▶ **MATERIAL FOR THIS TASK**

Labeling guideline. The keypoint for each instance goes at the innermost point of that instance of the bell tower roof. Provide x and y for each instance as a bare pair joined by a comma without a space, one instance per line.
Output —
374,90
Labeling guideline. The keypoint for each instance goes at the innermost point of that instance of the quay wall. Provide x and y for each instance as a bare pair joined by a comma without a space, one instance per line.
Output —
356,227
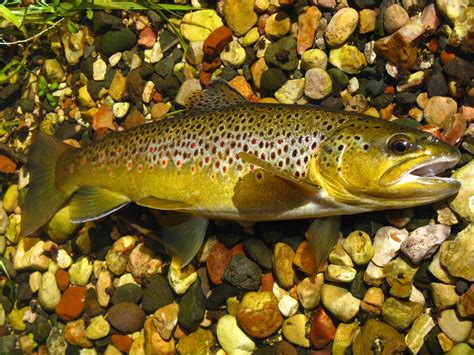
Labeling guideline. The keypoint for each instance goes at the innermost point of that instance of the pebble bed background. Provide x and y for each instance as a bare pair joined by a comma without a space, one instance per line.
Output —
397,282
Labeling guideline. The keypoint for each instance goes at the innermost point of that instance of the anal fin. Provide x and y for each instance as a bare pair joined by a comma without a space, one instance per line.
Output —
161,204
183,241
322,236
91,202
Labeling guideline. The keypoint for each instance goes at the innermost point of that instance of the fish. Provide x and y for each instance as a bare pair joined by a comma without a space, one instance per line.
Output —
230,159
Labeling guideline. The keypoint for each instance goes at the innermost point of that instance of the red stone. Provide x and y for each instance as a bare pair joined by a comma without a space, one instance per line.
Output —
322,330
122,342
304,259
217,261
267,282
147,37
210,66
71,305
7,166
62,279
217,41
104,118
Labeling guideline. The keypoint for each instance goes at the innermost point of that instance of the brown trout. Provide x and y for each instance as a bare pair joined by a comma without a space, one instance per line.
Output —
227,158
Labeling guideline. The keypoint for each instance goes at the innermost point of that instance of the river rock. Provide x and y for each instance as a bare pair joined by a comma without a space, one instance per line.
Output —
232,339
344,337
341,26
387,243
458,255
126,317
340,302
374,329
456,329
348,59
400,314
239,15
308,22
318,84
444,296
423,242
294,330
359,247
197,26
258,314
394,17
309,291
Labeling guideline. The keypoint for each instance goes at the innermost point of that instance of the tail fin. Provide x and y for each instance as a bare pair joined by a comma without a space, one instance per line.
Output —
43,199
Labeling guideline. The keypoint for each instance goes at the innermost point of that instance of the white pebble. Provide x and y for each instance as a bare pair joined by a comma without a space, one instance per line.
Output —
288,306
98,69
114,59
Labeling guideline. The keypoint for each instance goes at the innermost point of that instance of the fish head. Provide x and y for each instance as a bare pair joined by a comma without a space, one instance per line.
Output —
378,164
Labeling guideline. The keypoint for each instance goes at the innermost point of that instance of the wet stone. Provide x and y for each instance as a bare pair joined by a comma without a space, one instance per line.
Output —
258,314
191,307
157,293
256,250
126,317
129,292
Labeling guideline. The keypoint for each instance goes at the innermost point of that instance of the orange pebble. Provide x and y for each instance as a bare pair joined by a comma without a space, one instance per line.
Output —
238,249
389,90
267,282
447,56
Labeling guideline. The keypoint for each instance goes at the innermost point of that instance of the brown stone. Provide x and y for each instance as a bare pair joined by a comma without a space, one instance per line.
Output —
75,334
308,22
62,279
258,314
217,41
322,330
134,118
304,259
71,305
466,303
122,342
283,257
217,261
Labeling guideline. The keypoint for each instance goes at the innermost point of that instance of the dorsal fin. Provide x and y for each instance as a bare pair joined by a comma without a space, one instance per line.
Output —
217,96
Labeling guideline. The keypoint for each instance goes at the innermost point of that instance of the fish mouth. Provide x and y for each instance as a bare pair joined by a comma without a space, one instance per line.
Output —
426,170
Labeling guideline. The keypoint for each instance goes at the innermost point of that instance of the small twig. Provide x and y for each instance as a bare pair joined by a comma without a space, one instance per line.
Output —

▶ **REQUIRED WORK**
Write out the listing above again, swapping "innermost point" for "central point" everywhere and changing nothing else. Omit the pictures.

▶ **SOLUTION TO THIS PROBLEM**
Labeling guideline. The keypoint for each instance goes at the central point of that instance of the bell tower roof. Provide x and y for each instance as a bare pair joined by a comma without a space, one instance per line.
Output —
374,90
Labeling guideline. The keypoint for each instance goes at the central point of that instance of the quay wall. Provide x and y for each instance as a bare pair joined by a comma without a space, one instance per line.
Output —
356,227
Labeling guideline. The keypoint for each instance goes at the central point of that instance of the pebble bed background. Provide x and y for each instance as a bare pair joined by a comma without a space, one instance per line.
Output —
397,282
Labeling guideline. The keypoint for each instance goes at the central point of that instance of the anal fin. Provide x and y for each instance as a bare pair joined by a comma without a space, one instance per line.
Output —
161,204
183,241
322,236
91,202
Labeling guideline. The keypoint for each instance goes at the central point of that instance of the fish. Provide x and y for each instance as a bare pair joined by a comma without a space, one instance per line.
Output —
230,159
Labeling guideline. The keypoint for each instance goes at the central point of that instance of the red stone. Provide x and y for each instance as a bare pair joined by a comma without a space, one instance per line.
Output —
322,330
122,342
304,259
217,261
267,282
147,37
210,66
71,305
7,166
62,279
217,41
104,118
Labeling guideline. The keypoint for each instance goes at the central point of that instance of the brown trout. Provide x and y for each instance as a bare pair joined by a comma without a space, one instance per line.
Output —
227,158
Labeling guideline. The keypoint for each instance goes at the central point of that instance of the river rock. Provide x and y for each instance as a bare pair joined by a comma without a space, one instance per line.
Output —
232,339
344,337
341,26
387,243
458,255
126,317
340,302
374,329
456,329
348,59
400,314
239,15
308,22
318,84
444,296
423,242
294,330
359,247
197,26
258,314
394,17
309,291
Labeling guideline. The keypoint for each instance goes at the central point of that instance of the tail fin. Provide x and y for each instance as a bare pair joined by a comma without a space, one instance per line.
Output —
43,199
Labeling guideline. The keypoint for each instance goes at the central point of that instance of the white pebble. Provide x and y for each instance as a bare pair joined by a comma without a space, one instance per line.
Output —
288,306
98,69
114,59
Labeling guideline. The keypoint for each instance goes at the central point of that instance of the fish head. Provide x and y for each instance as a bare pair joined by a comma without a space, one instance per line.
Output —
378,164
Labeling guideline. The keypoint for each instance goes at the central point of that instance of the wet stone. Provide x and y for each instance as a bare pair joined by a comma without a space, one instance per line.
Output —
258,314
191,307
157,293
256,250
126,317
129,292
Labeling guideline. The keypoint for each instance goes at the central point of that instance of the orange pebble. Provide x and y for each instance as a bare pair joined by a comma without a space, one instance per line.
Output —
238,249
389,90
267,282
447,56
Labeling guideline. The keypoint for each instance goes at the central point of that instance of the brown stone. Provide x and y for each instance as a bare pair joined by a comma without a space, one instance per line.
Output —
75,334
308,22
62,279
258,314
217,41
322,330
134,118
304,259
71,305
466,303
122,342
283,257
217,261
Labeling guideline. The keypoint for each instance goes at the central point of that instance of the dorsal fin. Provide x and y for each instance as a bare pair joined by a comma without a space, one instance per line.
Output —
217,96
Labeling guideline. The keypoint for each instance goes at the central point of that instance of the fish mouth. Provide x and y for each instance as a bare pair joined by a comma without a space, one instance per line.
Output —
426,170
Labeling guideline. The keypoint for each instance goes at the central point of that instance of the small twig. Provide x and y for each instance as a bare pair joined by a comma without a space, one instance per line.
Output —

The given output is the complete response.